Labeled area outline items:

[start]

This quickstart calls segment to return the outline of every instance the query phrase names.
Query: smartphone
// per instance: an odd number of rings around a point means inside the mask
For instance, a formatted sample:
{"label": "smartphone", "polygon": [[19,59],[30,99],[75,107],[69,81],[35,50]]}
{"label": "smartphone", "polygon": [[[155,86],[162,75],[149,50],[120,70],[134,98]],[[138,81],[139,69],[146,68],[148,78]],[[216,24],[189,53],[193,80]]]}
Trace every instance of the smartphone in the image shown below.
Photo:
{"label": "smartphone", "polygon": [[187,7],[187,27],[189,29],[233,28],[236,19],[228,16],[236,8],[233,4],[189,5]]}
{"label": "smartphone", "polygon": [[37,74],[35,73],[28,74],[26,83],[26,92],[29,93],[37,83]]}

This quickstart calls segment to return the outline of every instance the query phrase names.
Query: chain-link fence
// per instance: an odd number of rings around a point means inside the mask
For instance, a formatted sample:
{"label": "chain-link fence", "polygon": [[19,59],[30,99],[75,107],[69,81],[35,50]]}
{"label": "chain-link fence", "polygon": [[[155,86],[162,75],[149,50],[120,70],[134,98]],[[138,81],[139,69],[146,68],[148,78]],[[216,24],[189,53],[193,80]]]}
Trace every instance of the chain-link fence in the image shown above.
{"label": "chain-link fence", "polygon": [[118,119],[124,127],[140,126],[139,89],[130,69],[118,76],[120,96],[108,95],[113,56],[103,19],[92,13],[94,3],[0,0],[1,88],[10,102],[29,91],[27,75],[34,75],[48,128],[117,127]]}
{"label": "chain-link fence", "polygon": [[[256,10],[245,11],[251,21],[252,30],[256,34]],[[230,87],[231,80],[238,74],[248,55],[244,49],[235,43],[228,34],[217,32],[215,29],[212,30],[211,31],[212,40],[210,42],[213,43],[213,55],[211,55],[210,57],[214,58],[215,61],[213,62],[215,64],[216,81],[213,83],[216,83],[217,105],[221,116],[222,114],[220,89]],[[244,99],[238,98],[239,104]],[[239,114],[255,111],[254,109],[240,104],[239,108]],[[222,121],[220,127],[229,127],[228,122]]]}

[end]

The problem – Set down the entries above again, word for word.

Task response –
This quickstart calls segment to return the outline of every instance the query phrase names.
Query: smartphone
// per instance: an odd number of rings around a point means inside the mask
For instance, a formatted sample:
{"label": "smartphone", "polygon": [[19,59],[30,99],[75,107],[69,81],[35,50]]}
{"label": "smartphone", "polygon": [[[155,86],[162,75],[149,50],[120,70],[134,98]],[[138,81],[139,69],[146,68],[148,78]],[[216,24],[189,53],[193,80]]]}
Trace every instance of the smartphone in the image shown below.
Photo:
{"label": "smartphone", "polygon": [[187,7],[187,27],[189,29],[233,28],[236,19],[228,16],[236,8],[233,4],[189,5]]}
{"label": "smartphone", "polygon": [[37,74],[35,73],[28,74],[26,83],[26,92],[29,93],[37,83]]}

This quickstart calls segment to return the outline of every instance the query phrase names.
Query: chain-link fence
// per instance: an odd number of rings around a point means inside the mask
For instance, a formatted sample:
{"label": "chain-link fence", "polygon": [[19,59],[30,99],[75,107],[69,81],[35,50]]}
{"label": "chain-link fence", "polygon": [[[155,86],[162,75],[149,50],[120,70],[134,98]],[[138,81],[139,69],[146,68],[148,78]],[[216,24],[189,53],[193,80]]]}
Trace every instance of the chain-link fence in the image shown above.
{"label": "chain-link fence", "polygon": [[118,119],[124,127],[140,126],[139,89],[130,69],[118,76],[120,96],[108,95],[113,56],[103,19],[92,13],[94,3],[0,0],[1,88],[10,102],[29,91],[27,75],[34,75],[48,128],[117,127]]}
{"label": "chain-link fence", "polygon": [[[256,10],[245,11],[251,21],[252,30],[256,34]],[[230,87],[231,80],[238,74],[248,55],[244,49],[235,43],[228,34],[217,32],[215,29],[212,30],[211,31],[212,40],[210,42],[213,43],[213,55],[211,55],[210,57],[214,58],[215,61],[213,62],[215,64],[216,81],[213,83],[216,83],[217,105],[221,116],[222,114],[220,89]],[[244,99],[238,98],[239,104]],[[239,114],[255,111],[254,109],[240,104],[239,108]],[[222,121],[220,127],[229,127],[228,122]]]}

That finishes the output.